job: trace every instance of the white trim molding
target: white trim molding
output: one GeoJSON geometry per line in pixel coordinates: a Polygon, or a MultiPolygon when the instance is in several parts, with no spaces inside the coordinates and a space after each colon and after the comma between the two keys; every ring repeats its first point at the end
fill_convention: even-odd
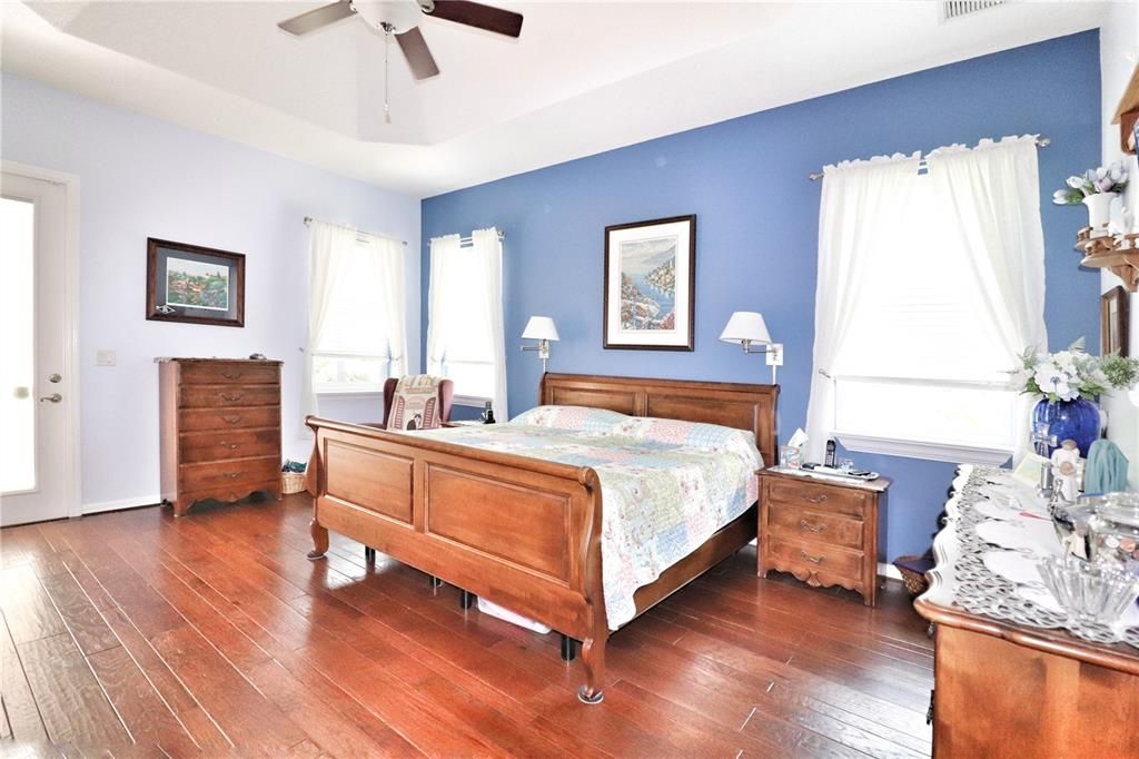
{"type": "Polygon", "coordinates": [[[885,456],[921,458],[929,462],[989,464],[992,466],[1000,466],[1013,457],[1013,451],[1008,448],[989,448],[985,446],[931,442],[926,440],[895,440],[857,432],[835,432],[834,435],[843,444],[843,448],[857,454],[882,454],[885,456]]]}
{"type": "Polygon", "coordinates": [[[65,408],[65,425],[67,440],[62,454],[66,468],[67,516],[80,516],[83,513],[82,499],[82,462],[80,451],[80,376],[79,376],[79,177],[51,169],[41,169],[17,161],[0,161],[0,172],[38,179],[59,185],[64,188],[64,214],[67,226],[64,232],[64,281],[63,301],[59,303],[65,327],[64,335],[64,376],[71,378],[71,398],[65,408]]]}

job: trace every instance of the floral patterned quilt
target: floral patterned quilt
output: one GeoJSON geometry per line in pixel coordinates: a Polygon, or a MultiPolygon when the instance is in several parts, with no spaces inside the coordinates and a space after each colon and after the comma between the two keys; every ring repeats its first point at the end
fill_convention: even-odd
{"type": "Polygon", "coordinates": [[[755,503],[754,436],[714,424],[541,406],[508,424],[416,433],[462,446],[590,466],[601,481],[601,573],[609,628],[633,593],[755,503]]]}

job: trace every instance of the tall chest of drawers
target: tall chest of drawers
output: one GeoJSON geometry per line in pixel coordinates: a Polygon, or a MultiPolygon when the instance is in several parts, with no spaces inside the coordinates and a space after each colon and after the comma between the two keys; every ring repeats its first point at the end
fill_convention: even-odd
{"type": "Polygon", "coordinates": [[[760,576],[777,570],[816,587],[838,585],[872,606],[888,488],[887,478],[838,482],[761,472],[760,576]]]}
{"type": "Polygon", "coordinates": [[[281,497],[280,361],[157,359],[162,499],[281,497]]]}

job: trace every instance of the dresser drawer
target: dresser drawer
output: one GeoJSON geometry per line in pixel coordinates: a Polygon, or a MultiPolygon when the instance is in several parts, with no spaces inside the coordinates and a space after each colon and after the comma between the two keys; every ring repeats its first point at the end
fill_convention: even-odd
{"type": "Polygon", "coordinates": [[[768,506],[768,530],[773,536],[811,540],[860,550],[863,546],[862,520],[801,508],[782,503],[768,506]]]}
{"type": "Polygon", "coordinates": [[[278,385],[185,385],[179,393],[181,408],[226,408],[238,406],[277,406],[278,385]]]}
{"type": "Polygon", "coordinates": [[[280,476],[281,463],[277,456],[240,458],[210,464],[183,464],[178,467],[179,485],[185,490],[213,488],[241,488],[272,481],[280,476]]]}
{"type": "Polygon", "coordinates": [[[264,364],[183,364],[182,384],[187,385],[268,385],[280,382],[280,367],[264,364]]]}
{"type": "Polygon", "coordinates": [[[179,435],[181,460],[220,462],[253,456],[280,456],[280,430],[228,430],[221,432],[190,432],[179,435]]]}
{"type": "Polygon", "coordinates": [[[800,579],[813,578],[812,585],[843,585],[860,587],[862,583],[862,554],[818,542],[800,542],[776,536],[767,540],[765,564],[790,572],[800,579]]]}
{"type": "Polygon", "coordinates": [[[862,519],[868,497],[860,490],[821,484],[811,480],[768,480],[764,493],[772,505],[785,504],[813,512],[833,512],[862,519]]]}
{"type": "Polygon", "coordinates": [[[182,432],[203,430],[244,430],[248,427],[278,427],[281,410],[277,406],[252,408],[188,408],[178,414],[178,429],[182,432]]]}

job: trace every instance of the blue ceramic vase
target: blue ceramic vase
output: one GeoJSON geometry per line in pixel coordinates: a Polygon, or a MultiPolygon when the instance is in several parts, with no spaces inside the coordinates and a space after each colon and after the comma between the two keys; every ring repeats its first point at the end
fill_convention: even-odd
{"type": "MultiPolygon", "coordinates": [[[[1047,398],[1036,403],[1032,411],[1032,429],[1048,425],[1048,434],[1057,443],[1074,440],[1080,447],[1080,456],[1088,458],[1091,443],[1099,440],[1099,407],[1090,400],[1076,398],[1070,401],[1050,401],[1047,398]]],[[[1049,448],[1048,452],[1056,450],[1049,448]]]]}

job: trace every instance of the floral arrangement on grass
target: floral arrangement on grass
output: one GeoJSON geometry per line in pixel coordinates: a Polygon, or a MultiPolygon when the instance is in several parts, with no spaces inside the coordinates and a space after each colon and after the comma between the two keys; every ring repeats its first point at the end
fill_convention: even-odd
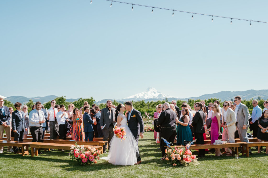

■ ■ ■

» Exercise
Omit pictures; set down the rest of the material word for word.

» Exercise answer
job: trace every instance of the white trim molding
target: white trim molding
output: one GeoJSON geometry per line in pixel coordinates: a Polygon, or a MultiPolygon when the instance is in several parts, with no spaces inside the coordinates and a space after each colon and after the comma between the two keys; every ring repeats its first point at the end
fill_convention: even-odd
{"type": "Polygon", "coordinates": [[[885,456],[921,458],[929,462],[989,464],[992,466],[1000,466],[1013,457],[1013,451],[1008,448],[989,448],[985,446],[931,442],[926,440],[895,440],[857,432],[835,432],[834,435],[843,444],[843,448],[857,454],[882,454],[885,456]]]}
{"type": "Polygon", "coordinates": [[[65,408],[65,425],[67,440],[62,454],[66,468],[67,516],[80,516],[83,513],[82,499],[82,462],[80,451],[80,376],[79,376],[79,177],[51,169],[41,169],[17,161],[0,161],[0,172],[38,179],[59,185],[64,188],[64,214],[67,226],[64,232],[64,281],[63,301],[59,303],[65,327],[64,335],[64,376],[71,378],[71,398],[65,408]]]}

job: trace every instance of the floral patterned quilt
target: floral patterned quilt
output: one GeoJSON geometry per line in pixel coordinates: a Polygon, or a MultiPolygon when the instance is in several parts, with no spaces inside the coordinates and a space after each colon and after the comma between the two keys; every ring repeats its first point at the end
fill_convention: even-odd
{"type": "Polygon", "coordinates": [[[755,503],[754,436],[714,424],[541,406],[508,424],[416,433],[462,446],[590,466],[601,481],[601,573],[609,628],[633,593],[755,503]]]}

job: trace every instance of the tall chest of drawers
target: tall chest of drawers
output: one GeoJSON geometry per line in pixel coordinates: a Polygon, or a MultiPolygon when the instance is in several parts, with no spaces inside the coordinates and a space after each colon and after the comma between the two keys; every ring repeats its first point at the end
fill_convention: even-odd
{"type": "Polygon", "coordinates": [[[760,576],[777,570],[816,587],[838,585],[872,606],[888,488],[887,478],[838,482],[761,472],[760,576]]]}
{"type": "Polygon", "coordinates": [[[281,497],[280,361],[157,359],[162,499],[281,497]]]}

job: trace every instance of the dresser drawer
target: dresser drawer
output: one GeoJSON geometry per line in pixel coordinates: a Polygon, or a MultiPolygon when the instance is in several parts, with no spaces inside the coordinates and a space after each colon and after the comma between the two keys; every ring repeats its first point at the end
fill_convention: even-odd
{"type": "Polygon", "coordinates": [[[768,506],[768,530],[773,536],[811,540],[860,550],[863,546],[862,520],[801,508],[782,503],[768,506]]]}
{"type": "Polygon", "coordinates": [[[278,385],[185,385],[179,393],[181,408],[226,408],[238,406],[277,406],[278,385]]]}
{"type": "Polygon", "coordinates": [[[280,476],[281,463],[277,456],[240,458],[210,464],[183,464],[178,467],[179,485],[185,490],[213,488],[241,488],[272,481],[280,476]]]}
{"type": "Polygon", "coordinates": [[[264,364],[183,364],[182,384],[187,385],[268,385],[280,382],[280,367],[264,364]]]}
{"type": "Polygon", "coordinates": [[[179,435],[181,460],[220,462],[253,456],[280,456],[280,430],[228,430],[221,432],[190,432],[179,435]]]}
{"type": "Polygon", "coordinates": [[[800,579],[813,578],[812,585],[843,585],[860,587],[862,583],[862,554],[818,542],[800,542],[776,536],[767,540],[765,564],[790,572],[800,579]]]}
{"type": "Polygon", "coordinates": [[[862,519],[868,497],[860,490],[821,484],[811,480],[768,480],[764,493],[772,505],[785,504],[813,512],[833,512],[862,519]]]}
{"type": "Polygon", "coordinates": [[[182,432],[203,430],[244,430],[248,427],[278,427],[281,410],[277,406],[252,408],[188,408],[178,414],[178,429],[182,432]]]}

job: trace every instance of the blue ceramic vase
target: blue ceramic vase
output: one GeoJSON geometry per line in pixel coordinates: a Polygon, or a MultiPolygon when the instance is in several parts, with no spaces inside the coordinates and a space after each colon and after the comma between the two keys; every ring repeats its first point at the end
fill_convention: even-odd
{"type": "MultiPolygon", "coordinates": [[[[1047,398],[1036,403],[1032,411],[1032,429],[1048,425],[1048,434],[1057,443],[1074,440],[1080,447],[1080,456],[1088,458],[1091,443],[1099,440],[1099,407],[1090,400],[1076,398],[1070,401],[1050,401],[1047,398]]],[[[1049,448],[1048,452],[1056,450],[1049,448]]]]}

job: trace every instance of the floral arrangement on grass
target: floral arrangement on grass
output: one GeoJSON geometry per line in pixel coordinates: a Polygon, or a MultiPolygon when the instance is in several parts, with no spaces inside the coordinates and a space after each colon and after the comma between the two keys; every ring repeats its first point at the end
fill_convention: even-odd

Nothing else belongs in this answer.